• _Records shown_:
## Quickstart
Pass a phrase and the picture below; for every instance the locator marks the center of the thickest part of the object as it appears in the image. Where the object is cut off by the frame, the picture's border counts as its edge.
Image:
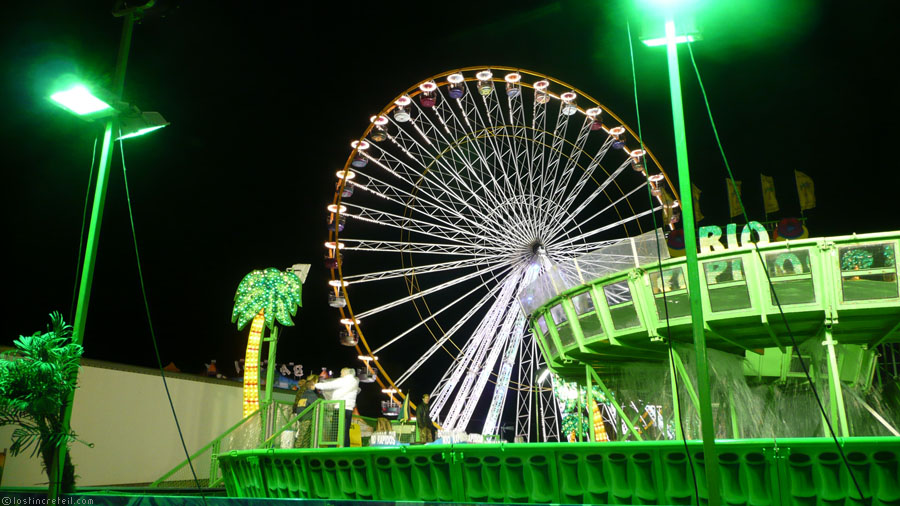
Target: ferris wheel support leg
(589, 405)
(690, 239)
(834, 377)
(615, 403)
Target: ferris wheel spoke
(463, 186)
(475, 347)
(415, 153)
(562, 184)
(491, 343)
(447, 335)
(497, 347)
(478, 132)
(585, 223)
(583, 247)
(439, 231)
(356, 279)
(455, 152)
(496, 152)
(520, 152)
(538, 127)
(507, 156)
(406, 174)
(428, 291)
(558, 227)
(460, 149)
(498, 197)
(418, 247)
(611, 225)
(423, 206)
(403, 171)
(550, 171)
(587, 174)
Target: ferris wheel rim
(412, 92)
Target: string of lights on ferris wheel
(458, 177)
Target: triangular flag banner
(806, 190)
(769, 194)
(695, 195)
(404, 411)
(734, 193)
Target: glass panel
(617, 293)
(726, 283)
(548, 339)
(590, 325)
(542, 324)
(868, 271)
(583, 303)
(566, 336)
(791, 277)
(673, 279)
(674, 285)
(624, 317)
(559, 314)
(621, 308)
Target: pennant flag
(734, 194)
(695, 194)
(806, 190)
(404, 410)
(769, 194)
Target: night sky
(264, 100)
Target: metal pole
(90, 255)
(270, 379)
(690, 242)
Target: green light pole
(690, 245)
(90, 256)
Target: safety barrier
(794, 472)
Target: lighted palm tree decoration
(265, 297)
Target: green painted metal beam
(690, 240)
(615, 403)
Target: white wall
(124, 412)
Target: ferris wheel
(460, 193)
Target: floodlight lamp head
(83, 102)
(135, 123)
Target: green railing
(783, 472)
(848, 283)
(328, 417)
(204, 459)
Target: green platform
(754, 472)
(848, 285)
(839, 292)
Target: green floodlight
(80, 101)
(679, 39)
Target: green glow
(661, 41)
(690, 242)
(275, 292)
(140, 132)
(79, 100)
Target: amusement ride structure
(474, 183)
(530, 224)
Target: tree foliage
(36, 380)
(276, 293)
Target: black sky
(264, 98)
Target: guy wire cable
(150, 322)
(87, 197)
(675, 396)
(754, 240)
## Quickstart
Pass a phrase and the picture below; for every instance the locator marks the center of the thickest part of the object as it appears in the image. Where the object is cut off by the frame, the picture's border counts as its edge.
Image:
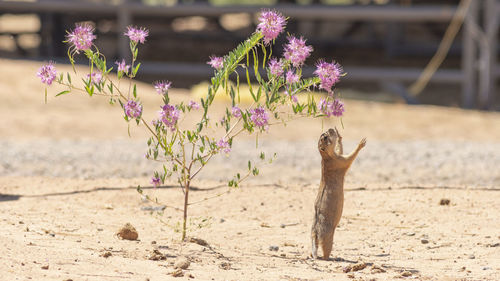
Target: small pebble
(182, 263)
(274, 248)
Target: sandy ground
(68, 174)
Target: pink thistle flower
(169, 116)
(296, 51)
(193, 105)
(293, 98)
(271, 24)
(329, 108)
(259, 117)
(329, 73)
(292, 77)
(47, 73)
(276, 67)
(224, 145)
(137, 34)
(81, 37)
(216, 62)
(122, 66)
(95, 77)
(162, 87)
(133, 109)
(155, 181)
(236, 111)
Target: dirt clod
(225, 265)
(406, 273)
(106, 254)
(377, 269)
(177, 273)
(198, 241)
(274, 248)
(182, 263)
(128, 232)
(156, 256)
(444, 202)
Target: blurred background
(384, 45)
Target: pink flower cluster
(137, 34)
(329, 74)
(292, 77)
(236, 112)
(133, 109)
(296, 51)
(47, 73)
(95, 77)
(193, 105)
(329, 108)
(162, 87)
(259, 117)
(216, 62)
(271, 24)
(81, 37)
(224, 145)
(122, 66)
(276, 67)
(169, 116)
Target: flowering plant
(186, 150)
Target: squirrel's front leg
(346, 161)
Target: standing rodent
(330, 199)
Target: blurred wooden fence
(477, 75)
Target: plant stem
(184, 219)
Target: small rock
(128, 232)
(182, 263)
(444, 202)
(177, 273)
(198, 241)
(406, 273)
(225, 265)
(377, 269)
(156, 256)
(274, 248)
(359, 266)
(106, 255)
(153, 209)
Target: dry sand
(68, 173)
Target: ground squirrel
(330, 199)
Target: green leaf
(63, 93)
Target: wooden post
(491, 31)
(469, 55)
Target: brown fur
(330, 199)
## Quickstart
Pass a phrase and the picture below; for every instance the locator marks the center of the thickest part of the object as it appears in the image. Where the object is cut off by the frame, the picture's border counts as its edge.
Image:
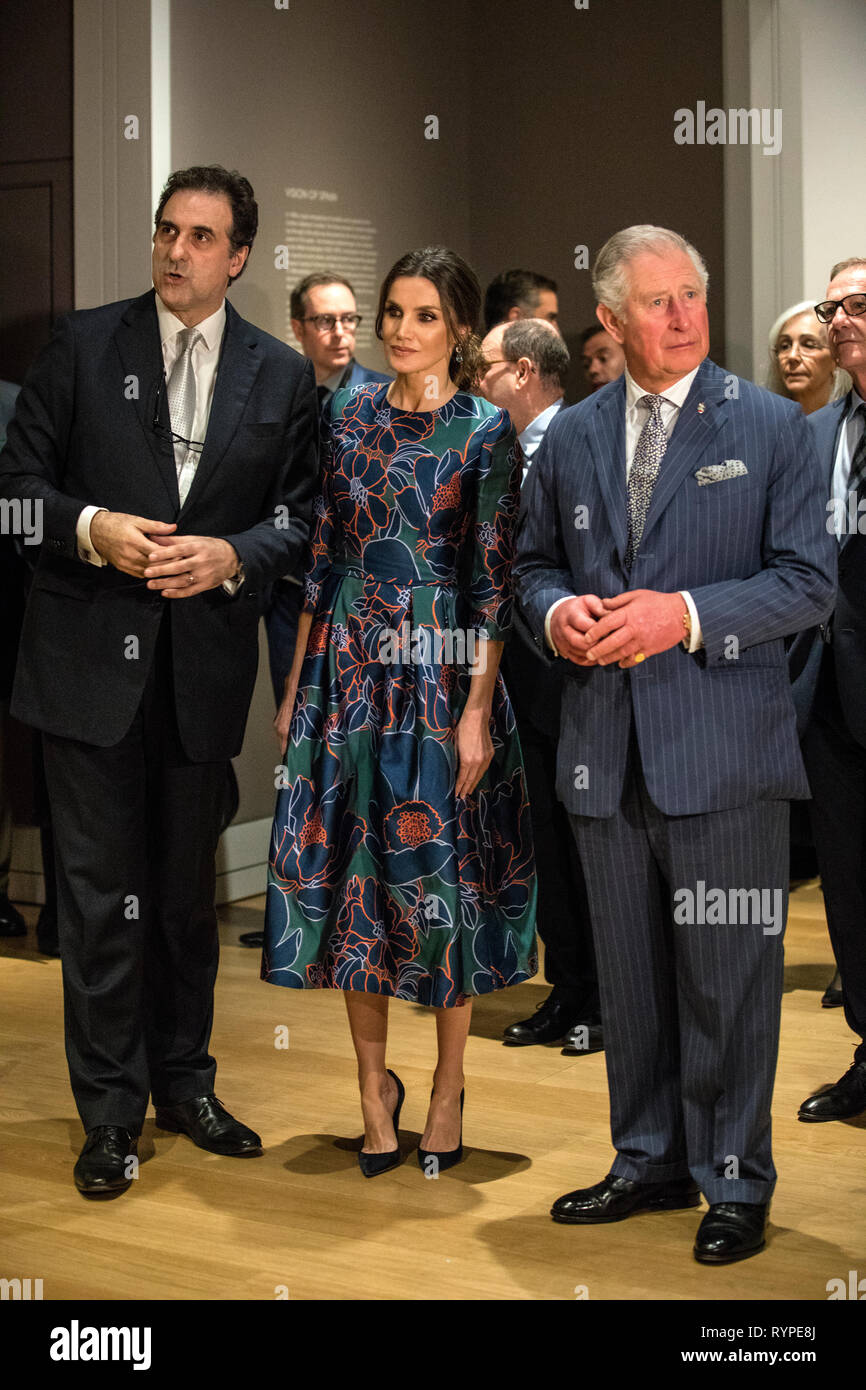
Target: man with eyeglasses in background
(324, 321)
(829, 669)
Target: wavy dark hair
(460, 299)
(213, 178)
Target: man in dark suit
(673, 534)
(173, 451)
(829, 666)
(520, 293)
(11, 587)
(526, 367)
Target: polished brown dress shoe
(103, 1168)
(210, 1126)
(840, 1101)
(615, 1198)
(731, 1230)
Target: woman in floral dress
(401, 856)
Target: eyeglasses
(854, 306)
(806, 345)
(166, 432)
(327, 323)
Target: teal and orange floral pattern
(381, 879)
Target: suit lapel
(692, 435)
(238, 367)
(608, 448)
(138, 342)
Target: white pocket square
(719, 471)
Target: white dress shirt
(850, 437)
(534, 432)
(673, 399)
(205, 359)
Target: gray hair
(848, 264)
(841, 381)
(542, 344)
(610, 280)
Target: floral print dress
(381, 879)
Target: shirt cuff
(695, 642)
(234, 584)
(548, 616)
(82, 535)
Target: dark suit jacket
(715, 730)
(848, 623)
(84, 434)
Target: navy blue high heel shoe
(374, 1164)
(452, 1157)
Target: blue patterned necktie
(645, 464)
(858, 474)
(182, 409)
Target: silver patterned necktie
(645, 464)
(182, 407)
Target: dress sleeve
(495, 526)
(325, 523)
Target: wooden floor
(302, 1222)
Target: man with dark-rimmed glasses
(830, 669)
(171, 448)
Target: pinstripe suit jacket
(715, 729)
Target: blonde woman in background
(801, 364)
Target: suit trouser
(836, 765)
(691, 1011)
(135, 833)
(563, 908)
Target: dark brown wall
(35, 177)
(572, 123)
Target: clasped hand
(180, 566)
(594, 631)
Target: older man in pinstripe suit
(673, 534)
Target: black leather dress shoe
(46, 933)
(831, 998)
(11, 922)
(584, 1037)
(210, 1126)
(840, 1101)
(731, 1230)
(551, 1022)
(615, 1198)
(103, 1166)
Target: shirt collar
(534, 432)
(210, 328)
(676, 394)
(856, 401)
(337, 378)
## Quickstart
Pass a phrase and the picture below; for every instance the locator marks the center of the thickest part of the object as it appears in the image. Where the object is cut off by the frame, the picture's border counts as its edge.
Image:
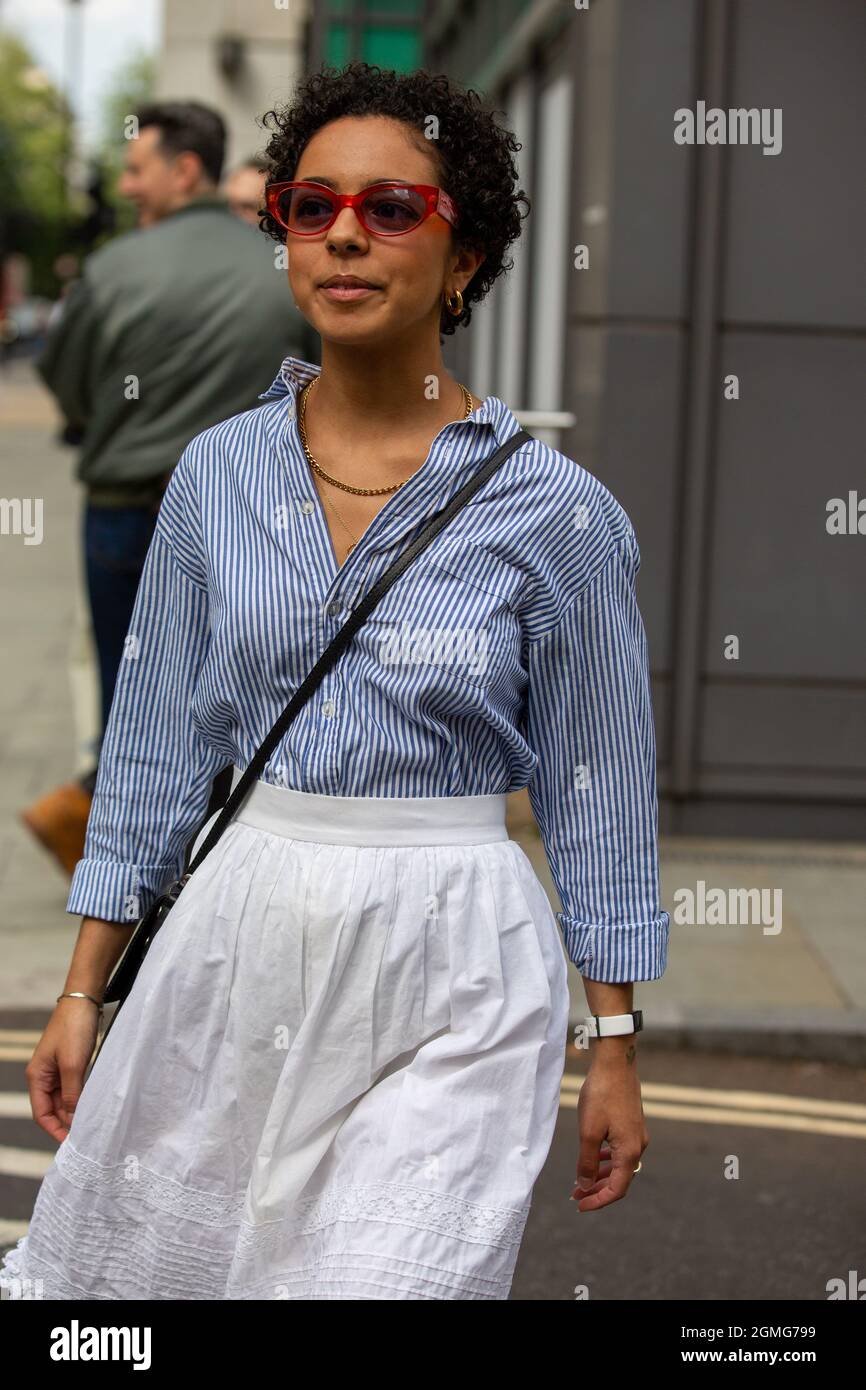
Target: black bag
(121, 982)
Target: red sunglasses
(384, 209)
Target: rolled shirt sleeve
(154, 769)
(594, 790)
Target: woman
(337, 1075)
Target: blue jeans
(116, 545)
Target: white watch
(612, 1025)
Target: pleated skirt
(337, 1075)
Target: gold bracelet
(78, 994)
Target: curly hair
(473, 154)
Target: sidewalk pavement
(749, 988)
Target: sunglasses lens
(303, 209)
(391, 210)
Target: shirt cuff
(617, 954)
(117, 893)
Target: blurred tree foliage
(32, 157)
(38, 217)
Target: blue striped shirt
(509, 653)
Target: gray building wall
(704, 262)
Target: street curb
(804, 1034)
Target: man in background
(243, 189)
(170, 330)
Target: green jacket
(170, 330)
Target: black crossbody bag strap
(127, 968)
(335, 649)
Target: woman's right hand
(56, 1070)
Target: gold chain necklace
(337, 483)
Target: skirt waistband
(373, 820)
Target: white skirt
(337, 1075)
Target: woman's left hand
(612, 1129)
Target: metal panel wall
(705, 262)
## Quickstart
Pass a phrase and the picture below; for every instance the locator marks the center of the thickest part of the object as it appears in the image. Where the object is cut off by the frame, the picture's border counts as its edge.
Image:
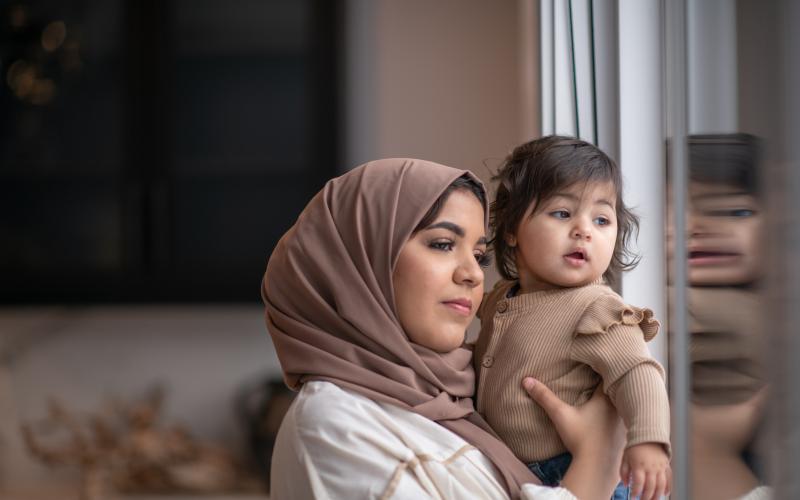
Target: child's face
(724, 241)
(569, 240)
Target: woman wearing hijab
(368, 297)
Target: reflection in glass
(724, 248)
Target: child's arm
(645, 469)
(634, 382)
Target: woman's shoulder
(325, 408)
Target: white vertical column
(606, 75)
(713, 89)
(360, 89)
(547, 70)
(562, 66)
(583, 46)
(641, 153)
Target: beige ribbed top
(570, 339)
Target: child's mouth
(576, 257)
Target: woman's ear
(511, 240)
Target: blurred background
(153, 152)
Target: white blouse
(334, 443)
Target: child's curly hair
(538, 169)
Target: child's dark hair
(726, 159)
(537, 170)
(466, 183)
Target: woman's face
(438, 280)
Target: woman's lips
(576, 258)
(711, 257)
(461, 306)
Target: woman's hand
(719, 434)
(726, 429)
(592, 432)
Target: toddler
(560, 231)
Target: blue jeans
(552, 470)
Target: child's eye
(443, 245)
(483, 259)
(602, 221)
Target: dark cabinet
(156, 150)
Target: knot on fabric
(445, 407)
(609, 310)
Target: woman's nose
(469, 272)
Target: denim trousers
(552, 470)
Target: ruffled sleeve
(610, 310)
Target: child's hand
(645, 468)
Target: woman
(368, 297)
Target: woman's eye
(742, 212)
(733, 212)
(483, 259)
(443, 245)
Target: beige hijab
(330, 303)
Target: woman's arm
(593, 433)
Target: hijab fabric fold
(330, 303)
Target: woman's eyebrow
(456, 229)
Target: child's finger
(540, 393)
(624, 473)
(661, 484)
(668, 488)
(649, 486)
(637, 482)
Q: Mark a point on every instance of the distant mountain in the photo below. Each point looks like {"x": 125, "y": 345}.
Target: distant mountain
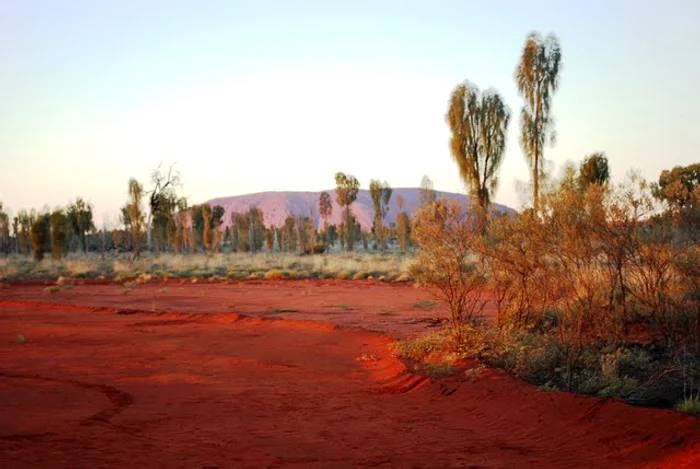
{"x": 277, "y": 206}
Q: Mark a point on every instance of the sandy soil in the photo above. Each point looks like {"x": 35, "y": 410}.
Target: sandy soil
{"x": 207, "y": 375}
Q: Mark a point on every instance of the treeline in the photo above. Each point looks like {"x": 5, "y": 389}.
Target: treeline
{"x": 168, "y": 224}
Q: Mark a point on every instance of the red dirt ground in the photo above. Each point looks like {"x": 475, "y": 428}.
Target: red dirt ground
{"x": 203, "y": 376}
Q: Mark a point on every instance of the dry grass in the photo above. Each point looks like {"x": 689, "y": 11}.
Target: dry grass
{"x": 389, "y": 266}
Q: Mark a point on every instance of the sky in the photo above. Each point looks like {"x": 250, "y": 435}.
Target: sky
{"x": 261, "y": 95}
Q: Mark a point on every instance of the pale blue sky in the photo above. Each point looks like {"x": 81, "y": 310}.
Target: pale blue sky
{"x": 252, "y": 96}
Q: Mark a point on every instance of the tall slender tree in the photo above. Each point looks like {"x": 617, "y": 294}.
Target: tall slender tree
{"x": 594, "y": 170}
{"x": 59, "y": 231}
{"x": 537, "y": 78}
{"x": 80, "y": 216}
{"x": 479, "y": 124}
{"x": 136, "y": 216}
{"x": 347, "y": 187}
{"x": 4, "y": 231}
{"x": 381, "y": 195}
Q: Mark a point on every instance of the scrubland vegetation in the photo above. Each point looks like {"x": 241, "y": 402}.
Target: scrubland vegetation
{"x": 598, "y": 293}
{"x": 358, "y": 265}
{"x": 596, "y": 287}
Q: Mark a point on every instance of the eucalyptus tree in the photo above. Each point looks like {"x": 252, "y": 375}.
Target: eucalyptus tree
{"x": 347, "y": 187}
{"x": 537, "y": 78}
{"x": 478, "y": 123}
{"x": 81, "y": 219}
{"x": 4, "y": 231}
{"x": 594, "y": 169}
{"x": 381, "y": 195}
{"x": 325, "y": 210}
{"x": 427, "y": 192}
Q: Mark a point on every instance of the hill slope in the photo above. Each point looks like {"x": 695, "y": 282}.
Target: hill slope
{"x": 277, "y": 206}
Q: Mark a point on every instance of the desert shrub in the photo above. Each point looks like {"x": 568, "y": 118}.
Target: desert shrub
{"x": 690, "y": 405}
{"x": 439, "y": 370}
{"x": 445, "y": 264}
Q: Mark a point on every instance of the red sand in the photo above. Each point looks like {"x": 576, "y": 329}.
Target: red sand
{"x": 181, "y": 379}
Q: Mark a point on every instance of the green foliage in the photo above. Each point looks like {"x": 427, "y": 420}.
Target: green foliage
{"x": 418, "y": 348}
{"x": 60, "y": 234}
{"x": 444, "y": 264}
{"x": 439, "y": 370}
{"x": 594, "y": 170}
{"x": 40, "y": 236}
{"x": 537, "y": 78}
{"x": 676, "y": 186}
{"x": 690, "y": 405}
{"x": 4, "y": 231}
{"x": 478, "y": 123}
{"x": 347, "y": 187}
{"x": 80, "y": 217}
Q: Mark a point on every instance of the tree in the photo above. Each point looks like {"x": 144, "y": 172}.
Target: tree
{"x": 39, "y": 234}
{"x": 269, "y": 239}
{"x": 325, "y": 209}
{"x": 136, "y": 216}
{"x": 256, "y": 228}
{"x": 289, "y": 234}
{"x": 381, "y": 194}
{"x": 4, "y": 231}
{"x": 80, "y": 216}
{"x": 594, "y": 170}
{"x": 403, "y": 225}
{"x": 60, "y": 231}
{"x": 427, "y": 193}
{"x": 161, "y": 197}
{"x": 479, "y": 124}
{"x": 347, "y": 187}
{"x": 537, "y": 78}
{"x": 446, "y": 235}
{"x": 676, "y": 186}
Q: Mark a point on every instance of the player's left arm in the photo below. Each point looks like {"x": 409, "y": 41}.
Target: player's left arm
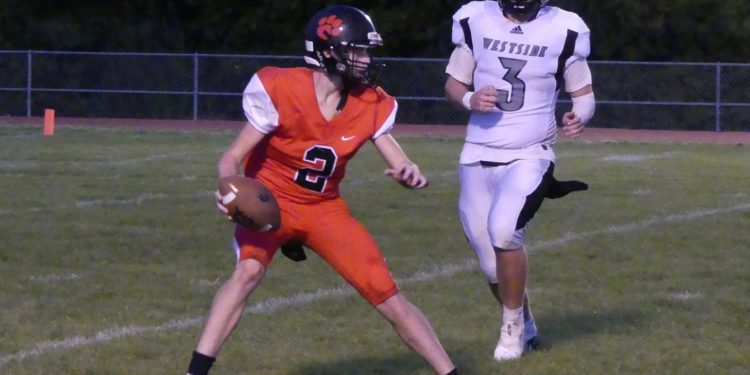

• _What this task involves_:
Find every line in the rows above that contains the string "wheel" and copy each of those lines. Match case exactly.

• _Result_:
Target: ferris wheel support leg
Target: ferris wheel spoke
Target: ferris wheel rim
Target: string of lights on ferris wheel
Target: ferris wheel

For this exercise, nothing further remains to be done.